Trabajo requerido
• A. Enumera los tipos de obra cinematográfica que se nombran en la reseña sobre El rastreador de estatuas.
• B. Reproduce literalmente el fragmento de la reseña sobre El rastreador de estatuas que va desde "El rastreador de" hasta "la experiencia humana.", ambos incluidos.

Texto fuente
El rastreador de estatuas es una cinta de registro discursivo poco habitual. No es un documental, tampoco una película de ficción y se ajusta más bien a lo que la crítica ha terminado llamando el cine-ensayo. Son obras muy personales, de mucha mirada y bastante voz en off, donde importa probablemente más el camino que la meta y donde su autor inscribe sus opiniones o puntos de vista sobre los temas que le preocupan. No hay muchos ejemplos en Chile, pero recuerdo Locaciones de Alberto Fuguet, la cinta que filmó en Tulsa sobre La ley de la calle. En el caso de este estreno reciente de la sala Radicales, los temas son varios: la memoria, la ciudad, la figura del padre, la identidad, el tiempo como árbitro final de la épica, los combates, penurias y la experiencia humana.

Datos registrados
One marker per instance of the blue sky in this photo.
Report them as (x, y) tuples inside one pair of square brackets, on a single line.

Las respuestas
• A.
- Documental
- Película de ficción
- Cine-ensayo

• B.
El rastreador de estatuas es una cinta de registro discursivo poco habitual. No es un documental, tampoco una película de ficción y se ajusta más bien a lo que la crítica ha terminado llamando el cine-ensayo. Son obras muy personales, de mucha mirada y bastante voz en off, donde importa probablemente más el camino que la meta y donde su autor inscribe sus opiniones o puntos de vista sobre los temas que le preocupan. No hay muchos ejemplos en Chile, pero recuerdo Locaciones de Alberto Fuguet, la cinta que filmó en Tulsa sobre La ley de la calle. En el caso de este estreno reciente de la sala Radicales, los temas son varios: la memoria, la ciudad, la figura del padre, la identidad, el tiempo como árbitro final de la épica, los combates, penurias y la experiencia humana.